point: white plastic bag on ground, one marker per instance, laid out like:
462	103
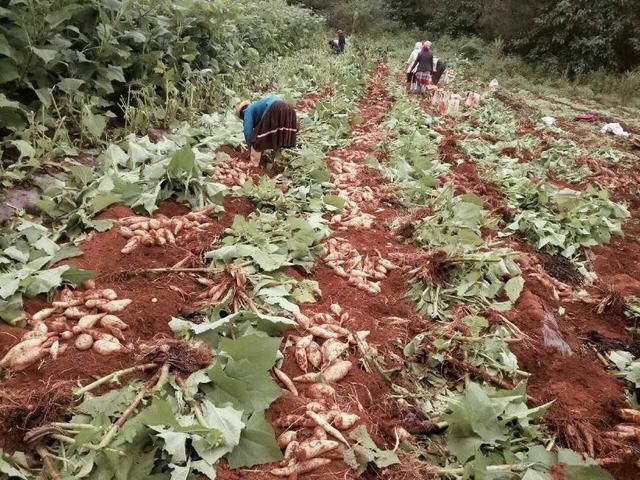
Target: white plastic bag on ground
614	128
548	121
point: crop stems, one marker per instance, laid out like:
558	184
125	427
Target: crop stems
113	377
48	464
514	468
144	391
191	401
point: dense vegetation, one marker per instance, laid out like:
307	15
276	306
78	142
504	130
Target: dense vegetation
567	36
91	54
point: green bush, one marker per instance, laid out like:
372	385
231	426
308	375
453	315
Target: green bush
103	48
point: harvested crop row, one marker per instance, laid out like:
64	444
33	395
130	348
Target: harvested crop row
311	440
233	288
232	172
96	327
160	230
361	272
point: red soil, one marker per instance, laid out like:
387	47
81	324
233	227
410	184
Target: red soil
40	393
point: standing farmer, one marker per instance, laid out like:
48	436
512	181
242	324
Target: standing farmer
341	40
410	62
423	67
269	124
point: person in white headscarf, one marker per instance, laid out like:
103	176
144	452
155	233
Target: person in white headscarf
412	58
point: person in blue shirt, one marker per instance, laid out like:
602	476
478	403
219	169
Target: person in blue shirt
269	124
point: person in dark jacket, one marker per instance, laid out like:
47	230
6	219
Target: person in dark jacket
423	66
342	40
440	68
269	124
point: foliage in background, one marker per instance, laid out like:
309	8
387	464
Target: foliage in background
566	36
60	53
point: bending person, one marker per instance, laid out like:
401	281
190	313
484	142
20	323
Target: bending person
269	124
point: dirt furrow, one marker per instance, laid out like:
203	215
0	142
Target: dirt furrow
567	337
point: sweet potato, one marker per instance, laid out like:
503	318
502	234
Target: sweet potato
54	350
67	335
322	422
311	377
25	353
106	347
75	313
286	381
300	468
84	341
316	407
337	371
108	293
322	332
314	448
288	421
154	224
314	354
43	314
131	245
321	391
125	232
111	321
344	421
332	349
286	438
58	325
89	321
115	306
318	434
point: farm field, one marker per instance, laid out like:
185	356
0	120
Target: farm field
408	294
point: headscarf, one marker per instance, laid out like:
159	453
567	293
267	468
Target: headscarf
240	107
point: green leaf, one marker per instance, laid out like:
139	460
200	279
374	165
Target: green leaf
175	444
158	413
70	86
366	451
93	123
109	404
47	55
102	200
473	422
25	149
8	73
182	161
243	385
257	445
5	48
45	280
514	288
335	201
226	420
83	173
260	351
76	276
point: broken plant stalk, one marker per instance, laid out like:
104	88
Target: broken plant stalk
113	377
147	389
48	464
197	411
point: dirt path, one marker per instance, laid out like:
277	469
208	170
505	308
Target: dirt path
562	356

==*==

▶ _What to work on_
Copy the rows above, starting with the line that contains "point: headscarf, one" and going on through the end of the rows, and replace "dirt path" with "dirt trail" wherever it occurs. Leave everything else unchanged.

▶ _Result_
point: headscarf, one marker per instance, laid out like:
159	453
567	293
267	468
Target: headscarf
240	107
point: green leaf, one marker per instance, laid out like:
139	460
200	279
374	165
Target: green leaf
175	444
158	413
70	86
366	451
93	123
109	404
47	55
102	200
473	422
25	149
8	73
182	161
243	385
257	445
5	48
45	280
514	288
335	201
226	420
83	173
260	351
76	276
point: broken plant stalk, one marker per instance, laid out like:
104	88
Target: broken plant stalk
113	377
147	389
48	464
197	411
point: dirt trail, one marker per instance, laid out like:
277	469
208	170
505	308
Target: dirt trail
562	356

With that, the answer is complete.